[Natural language region descriptions]
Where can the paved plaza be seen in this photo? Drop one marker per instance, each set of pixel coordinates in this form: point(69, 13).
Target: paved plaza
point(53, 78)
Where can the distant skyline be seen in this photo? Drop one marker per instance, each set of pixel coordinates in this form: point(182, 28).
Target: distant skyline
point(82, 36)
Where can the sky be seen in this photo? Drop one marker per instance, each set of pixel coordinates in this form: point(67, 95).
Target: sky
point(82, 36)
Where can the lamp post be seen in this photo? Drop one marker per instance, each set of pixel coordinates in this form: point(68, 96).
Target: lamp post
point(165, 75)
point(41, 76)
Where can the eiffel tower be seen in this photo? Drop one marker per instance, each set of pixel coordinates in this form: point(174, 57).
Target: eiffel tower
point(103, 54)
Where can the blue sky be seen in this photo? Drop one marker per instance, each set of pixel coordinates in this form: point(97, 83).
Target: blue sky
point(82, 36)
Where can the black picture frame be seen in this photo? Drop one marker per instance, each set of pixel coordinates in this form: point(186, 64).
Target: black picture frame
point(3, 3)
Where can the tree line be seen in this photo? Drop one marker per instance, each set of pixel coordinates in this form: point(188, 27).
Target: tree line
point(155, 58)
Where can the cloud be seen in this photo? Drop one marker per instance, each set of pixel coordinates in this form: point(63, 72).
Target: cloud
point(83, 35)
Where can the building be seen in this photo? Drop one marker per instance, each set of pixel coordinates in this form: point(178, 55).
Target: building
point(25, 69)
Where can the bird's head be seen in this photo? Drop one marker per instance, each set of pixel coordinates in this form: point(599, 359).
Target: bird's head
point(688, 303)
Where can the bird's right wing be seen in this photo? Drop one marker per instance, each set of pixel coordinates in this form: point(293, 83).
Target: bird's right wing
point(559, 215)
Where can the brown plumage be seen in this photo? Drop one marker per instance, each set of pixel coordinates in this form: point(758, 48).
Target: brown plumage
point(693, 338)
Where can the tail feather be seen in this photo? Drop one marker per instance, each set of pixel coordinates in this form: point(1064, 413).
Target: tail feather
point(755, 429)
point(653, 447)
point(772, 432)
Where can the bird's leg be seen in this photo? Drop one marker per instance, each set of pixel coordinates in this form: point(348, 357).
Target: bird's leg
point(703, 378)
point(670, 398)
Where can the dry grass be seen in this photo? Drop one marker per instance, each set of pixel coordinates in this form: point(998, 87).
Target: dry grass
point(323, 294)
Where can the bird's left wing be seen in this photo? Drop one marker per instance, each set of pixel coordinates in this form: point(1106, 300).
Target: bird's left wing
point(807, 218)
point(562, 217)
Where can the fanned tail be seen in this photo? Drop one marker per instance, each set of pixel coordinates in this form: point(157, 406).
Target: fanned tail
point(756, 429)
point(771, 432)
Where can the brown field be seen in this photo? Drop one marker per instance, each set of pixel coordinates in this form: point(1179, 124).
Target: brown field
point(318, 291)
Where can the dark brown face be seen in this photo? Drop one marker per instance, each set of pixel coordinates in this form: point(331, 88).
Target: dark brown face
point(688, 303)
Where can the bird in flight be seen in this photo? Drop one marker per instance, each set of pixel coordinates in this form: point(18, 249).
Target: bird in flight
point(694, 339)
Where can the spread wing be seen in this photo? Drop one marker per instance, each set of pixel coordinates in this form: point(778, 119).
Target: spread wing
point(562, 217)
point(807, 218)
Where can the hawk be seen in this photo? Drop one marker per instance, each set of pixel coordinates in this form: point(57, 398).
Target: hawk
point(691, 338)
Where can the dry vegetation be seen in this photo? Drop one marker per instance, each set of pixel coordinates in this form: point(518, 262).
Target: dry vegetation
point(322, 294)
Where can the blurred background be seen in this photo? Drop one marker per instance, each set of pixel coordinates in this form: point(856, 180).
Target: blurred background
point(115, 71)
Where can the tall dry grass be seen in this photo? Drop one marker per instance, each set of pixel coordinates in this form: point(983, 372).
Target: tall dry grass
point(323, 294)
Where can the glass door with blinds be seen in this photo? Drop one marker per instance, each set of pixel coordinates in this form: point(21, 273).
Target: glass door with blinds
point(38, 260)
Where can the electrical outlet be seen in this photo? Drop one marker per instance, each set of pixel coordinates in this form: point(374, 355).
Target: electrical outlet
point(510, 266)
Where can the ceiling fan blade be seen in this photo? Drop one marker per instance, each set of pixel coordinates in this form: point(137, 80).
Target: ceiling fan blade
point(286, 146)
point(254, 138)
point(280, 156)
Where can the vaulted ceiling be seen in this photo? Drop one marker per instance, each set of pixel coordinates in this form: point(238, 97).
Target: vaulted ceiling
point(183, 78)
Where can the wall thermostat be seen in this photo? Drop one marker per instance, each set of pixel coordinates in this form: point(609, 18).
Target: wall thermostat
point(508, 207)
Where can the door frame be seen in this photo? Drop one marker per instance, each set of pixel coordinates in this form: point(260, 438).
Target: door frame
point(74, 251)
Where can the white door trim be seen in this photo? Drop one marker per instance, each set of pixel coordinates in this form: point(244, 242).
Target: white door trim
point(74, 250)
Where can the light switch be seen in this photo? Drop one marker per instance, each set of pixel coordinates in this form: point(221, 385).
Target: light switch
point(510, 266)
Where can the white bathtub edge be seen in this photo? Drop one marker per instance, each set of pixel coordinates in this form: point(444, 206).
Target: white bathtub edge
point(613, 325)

◆ **TASK DETAILS**:
Transcribe the data in full, matching every line exactly.

◆ **EXERCISE OUTPUT**:
Where can the paved plaza be seen in this photo? Drop one marker per instance, each set of pixel coordinates in this form: point(69, 13).
Target: paved plaza
point(53, 78)
Where can the distant skyline be seen in this photo? Drop one marker per instance, each set of pixel coordinates in this form: point(182, 28).
Target: distant skyline
point(82, 36)
Where can the sky be seen in this photo? Drop one marker per instance, each set of pixel coordinates in this form: point(67, 95).
Target: sky
point(82, 36)
Where can the lamp post be seen in this photo? Drop one marker per instance, each set of pixel coordinates in this form: point(68, 96).
Target: lamp post
point(165, 75)
point(41, 76)
Where can the eiffel tower be seen in this photo? Drop one marker per instance, each set of pixel coordinates in this form: point(174, 57).
Target: eiffel tower
point(103, 54)
Where can the blue sky be seen in this photo? Drop one marker per instance, each set of pixel coordinates in this form: point(97, 83).
Target: blue sky
point(82, 36)
Where can the black picture frame be seen in this photo? Drop one marker per instance, each set of pixel coordinates in this form: point(186, 64).
Target: black picture frame
point(3, 3)
Where can the tree line be seen in this photo? Drop one marker per instance, each set of pixel coordinates in this form: point(188, 27).
Target: tree line
point(155, 58)
Where can the cloud be seen in this photo? Drop one marker per instance, each set of pixel coordinates in this form: point(63, 72).
Target: cloud
point(83, 35)
Where can the building be seen in this photo? Drop one marker per instance, each set of pixel coordinates in this form: point(178, 55).
Target: building
point(25, 69)
Where can the bird's head be seen in this photo? Drop one marker per instance, each set of pixel coordinates in this form: point(599, 359).
Target: bird's head
point(688, 303)
Where can the bird's right wing be seen in this photo? Drop one marker per instance, each set of pixel coordinates in this form: point(293, 83).
Target: bird's right wing
point(559, 215)
Where can the brown plumage be seen in this photo? Drop one marker per instance, each set of pixel coordinates in this form: point(758, 48).
Target: brown plumage
point(693, 338)
Where can the tail feather be seen in this photo? Drop one marker per instance, each set of pixel coordinates in this form: point(1064, 413).
Target: tail feather
point(755, 429)
point(653, 447)
point(772, 432)
Where can the bird's leg be seen in this photo? Drop one marker per instance, each set of pixel coordinates in this form: point(348, 357).
Target: bird's leg
point(703, 378)
point(670, 398)
Where can the dry grass be seen in this photo? Drop one marker per instance, each set of pixel coordinates in this form: point(998, 87).
Target: dry grass
point(323, 294)
Where can the bird's left wing be seen in this photo? Drop one marker per instance, each set of pixel coordinates in this form: point(1106, 300).
Target: bird's left wing
point(807, 218)
point(562, 217)
Where can the fanned tail be seen in this photo? Drop one marker per instance, each set of pixel coordinates in this form: point(157, 406).
Target: fanned tail
point(756, 429)
point(771, 432)
Where can the brown field be seen in this photo? Drop one marker per instance, each set of pixel coordinates in this form: point(1179, 124).
Target: brown field
point(318, 291)
Where can the dark brown face be seen in this photo? Drop one marker per instance, each set of pixel coordinates in this form: point(331, 88).
Target: dark brown face
point(688, 303)
Where can the bird in flight be seen in this photo? Drop one marker per instance, each set of pixel coordinates in this form: point(18, 249).
Target: bird in flight
point(694, 339)
Where can the spread wing be seen in this photo? Drop one marker per instance, each set of pixel coordinates in this form: point(778, 119).
Target: spread wing
point(562, 217)
point(807, 218)
Where can the hawk be seen in this photo? Drop one marker per instance, each set of pixel coordinates in this form: point(57, 398).
Target: hawk
point(691, 338)
Where can the dry vegetation be seen in this photo? Drop one marker per instance, each set of pixel coordinates in this form: point(518, 262).
Target: dry vegetation
point(322, 294)
Where can the blurred background be seen in this photo? Drop one marker per instance, each set of pixel coordinates in this form: point(856, 180).
Target: blurred background
point(115, 71)
Where can the tall dry grass be seen in this photo? Drop one marker per instance, each set of pixel coordinates in this form: point(983, 372).
Target: tall dry grass
point(323, 294)
Where can the glass door with blinds be seen in this photo? Drop one marker per instance, each set of pixel coordinates in this form: point(21, 273).
Target: glass door with blinds
point(38, 260)
Where can the electrical outlet be seen in this photo? Drop one marker per instance, each set of pixel coordinates in this form: point(374, 355).
Target: electrical outlet
point(510, 266)
Where can the ceiling fan blade be seen in this photo? Drop one marker per instance, each set of pixel coordinates in this form: point(137, 80).
Target: ceiling fan blade
point(286, 146)
point(254, 138)
point(280, 156)
Where can the vaulted ceiling be seen in this photo? Drop one marker per instance, each set of pixel coordinates in this form: point(238, 97).
Target: vaulted ceiling
point(183, 78)
Where can the wall thermostat be seen in this photo? Drop one marker per instance, each set of pixel coordinates in this form: point(609, 18).
Target: wall thermostat
point(508, 207)
Where can the door frame be seen in this photo? Drop one marker per instance, each set of pixel coordinates in this form: point(260, 438).
Target: door frame
point(74, 251)
Where can the white door trim be seen in this photo? Drop one marker per instance, each set of pixel coordinates in this form: point(244, 242).
Target: white door trim
point(74, 250)
Where can the light switch be seen in this photo? Drop one marker per instance, each set of pixel coordinates in this form: point(221, 385).
Target: light switch
point(510, 266)
Where can the white bathtub edge be seen in this photo? Drop one marker per instance, each set of pixel coordinates in this form: point(444, 206).
Target: white bathtub edge
point(613, 325)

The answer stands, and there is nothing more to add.